Rewrite the rows below, swapping "Practice step" for "Exercise step" everywhere it appears and leaving everything else unchanged.

┏━━

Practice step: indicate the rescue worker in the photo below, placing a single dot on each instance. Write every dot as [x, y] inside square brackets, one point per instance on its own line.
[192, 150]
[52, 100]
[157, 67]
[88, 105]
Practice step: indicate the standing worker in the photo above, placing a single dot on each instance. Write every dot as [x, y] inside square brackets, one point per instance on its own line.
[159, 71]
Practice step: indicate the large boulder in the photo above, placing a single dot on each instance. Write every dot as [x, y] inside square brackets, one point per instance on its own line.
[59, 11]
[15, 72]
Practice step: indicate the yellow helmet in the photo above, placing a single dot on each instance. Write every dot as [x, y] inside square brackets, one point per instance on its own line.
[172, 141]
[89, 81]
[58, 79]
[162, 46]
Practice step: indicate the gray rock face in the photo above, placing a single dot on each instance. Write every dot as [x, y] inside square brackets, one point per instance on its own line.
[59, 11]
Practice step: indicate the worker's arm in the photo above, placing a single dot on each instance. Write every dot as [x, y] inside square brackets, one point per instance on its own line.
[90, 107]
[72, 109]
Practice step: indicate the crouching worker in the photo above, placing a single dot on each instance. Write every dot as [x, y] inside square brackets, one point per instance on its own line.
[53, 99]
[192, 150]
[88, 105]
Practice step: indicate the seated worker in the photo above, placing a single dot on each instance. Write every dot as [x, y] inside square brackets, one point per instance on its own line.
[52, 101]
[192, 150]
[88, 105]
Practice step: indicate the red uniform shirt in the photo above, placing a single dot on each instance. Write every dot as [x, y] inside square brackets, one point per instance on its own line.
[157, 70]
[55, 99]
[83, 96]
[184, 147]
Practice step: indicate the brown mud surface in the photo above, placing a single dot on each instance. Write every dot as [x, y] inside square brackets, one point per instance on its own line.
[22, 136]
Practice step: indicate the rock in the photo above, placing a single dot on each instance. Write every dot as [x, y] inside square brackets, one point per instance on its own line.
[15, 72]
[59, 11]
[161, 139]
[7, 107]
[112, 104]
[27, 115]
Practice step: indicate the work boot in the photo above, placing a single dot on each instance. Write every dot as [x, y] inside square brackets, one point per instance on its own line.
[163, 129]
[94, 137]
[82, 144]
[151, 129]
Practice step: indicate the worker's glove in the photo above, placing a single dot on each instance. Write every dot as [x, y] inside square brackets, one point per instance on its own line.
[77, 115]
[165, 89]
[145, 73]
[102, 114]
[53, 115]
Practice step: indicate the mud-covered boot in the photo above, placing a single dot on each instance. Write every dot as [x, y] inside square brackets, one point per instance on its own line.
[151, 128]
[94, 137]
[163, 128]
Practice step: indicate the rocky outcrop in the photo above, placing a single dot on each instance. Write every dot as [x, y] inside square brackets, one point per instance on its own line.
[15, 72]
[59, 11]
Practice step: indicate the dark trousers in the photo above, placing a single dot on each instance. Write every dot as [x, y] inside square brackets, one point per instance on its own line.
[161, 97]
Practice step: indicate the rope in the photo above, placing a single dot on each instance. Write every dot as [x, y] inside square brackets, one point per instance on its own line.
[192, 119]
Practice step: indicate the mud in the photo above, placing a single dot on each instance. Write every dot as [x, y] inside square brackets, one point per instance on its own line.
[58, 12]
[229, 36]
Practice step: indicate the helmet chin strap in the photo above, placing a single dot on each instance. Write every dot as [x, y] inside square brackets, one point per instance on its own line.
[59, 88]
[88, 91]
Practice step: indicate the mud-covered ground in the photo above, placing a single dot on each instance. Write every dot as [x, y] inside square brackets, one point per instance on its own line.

┗━━

### [Reply to the task]
Exercise step: indicate the rescue worker in the photo below, placing a single dot on each instance. Write every dot as [x, y] inside square brackets, one point per instance on its own line.
[192, 150]
[52, 100]
[157, 67]
[88, 105]
Exercise step: indicate the standing worker in the photo above, placing a single dot on each instance. Write every dot as [x, y] inside square brackets, one point per instance on its own line.
[159, 71]
Exercise step: indicate the large boulder in the photo above, placing a single dot on each instance. Write every dot as [x, y] inside square brackets, one point per instance on its own line.
[59, 11]
[15, 72]
Exercise step: indicate the yellow helmet in the photo above, placing a single dot on each instance. Write every dot as [x, y] inside square brackets, one point per instance on its own line.
[172, 141]
[89, 81]
[58, 79]
[162, 46]
Exercise step: indicate the gray rock face in the photo above, placing a single dot on each instance. Write every dot as [x, y] inside square brackets, one point per instance on its own line.
[59, 11]
Exercise step: indicate the worker's arm in the photo above, placing a single dot on each instance. Write every dot as [x, y] inside square brackets, one point per instance on its own line.
[90, 107]
[72, 109]
Exercise step: indicate the crouching worker in the photo above, placing a single dot on each instance. Write every dot as [x, y] inside square brackets, one point per instance on its own line.
[53, 99]
[192, 150]
[88, 105]
Exercise step: indicate the seated worker in the photo above, placing a single dot on each instance. Write every dot as [x, y] inside square brackets, one point per instance on its own line.
[52, 101]
[192, 150]
[88, 105]
Exercise step: indicate the red uniform shirt in the photo above, placing a single dot on each instance. Write every dot as [x, y] inside square brackets, one point per instance on its own line.
[157, 70]
[55, 99]
[83, 96]
[184, 147]
Exercise step: indicate the brown mud surface in the photo above, placing a single dot on each instance. Write every dot as [x, y] inside square brackets, one point per instance on its own line.
[22, 136]
Exercise step: indicate the rock in the photo above, placing a single dot on each instance. Write every dot as [x, y] inside square brackets, one point per instance on its own line.
[15, 72]
[59, 11]
[161, 139]
[7, 107]
[112, 104]
[27, 115]
Exercise step: indicate the work boot in the photo above, placing a single dot on each instance. Write every dot as [x, y] inside square brackets, one point per instance on its own line.
[163, 129]
[94, 137]
[82, 144]
[151, 129]
Exercise step: indicate the worker's glove in the photo above, placing a single dot on each instance. Write every dot as [x, y] inside square brackets, one point per instance on its own line.
[77, 115]
[165, 89]
[145, 73]
[102, 114]
[53, 115]
Exercise step: indicate the mud-covered boot in the photo above, placing a single dot on each instance. Write every dot as [x, y] inside square brackets, one point per instance on its own line.
[151, 128]
[94, 137]
[163, 128]
Exercise step: indicate the rocky outcrop in the photo above, placing a single dot on each instance. Write every dot as [x, y] inside square brackets, one point per instance on its own line.
[15, 72]
[59, 11]
Exercise step: indicate the dark trousers in the photo above, placing a single dot on each instance. Write every dot as [x, y] inside square brackets, one point per instance on its own line.
[161, 97]
Exercise step: indicate the rope in the photo above, placing a single dot on each instance. Write every dot as [x, y] inside square brackets, one point per instance on its own line.
[192, 119]
Exercise step: indicate the mud in the photo above, placing a single dot on each instance. Write every dot as [x, y] inside square brackets, one point per instance on its own line.
[58, 12]
[229, 36]
Exercise step: indicate the helmet chin strap in the photo above, placing a single dot on each instance. Write every dot as [x, y] inside square brackets, one point per instance on its own line.
[59, 88]
[88, 91]
Exercise step: indicate the mud-covered ground in the photo above, placing a single dot on each instance. Write every dot as [x, y] inside square brackets, one point per instance on its own line.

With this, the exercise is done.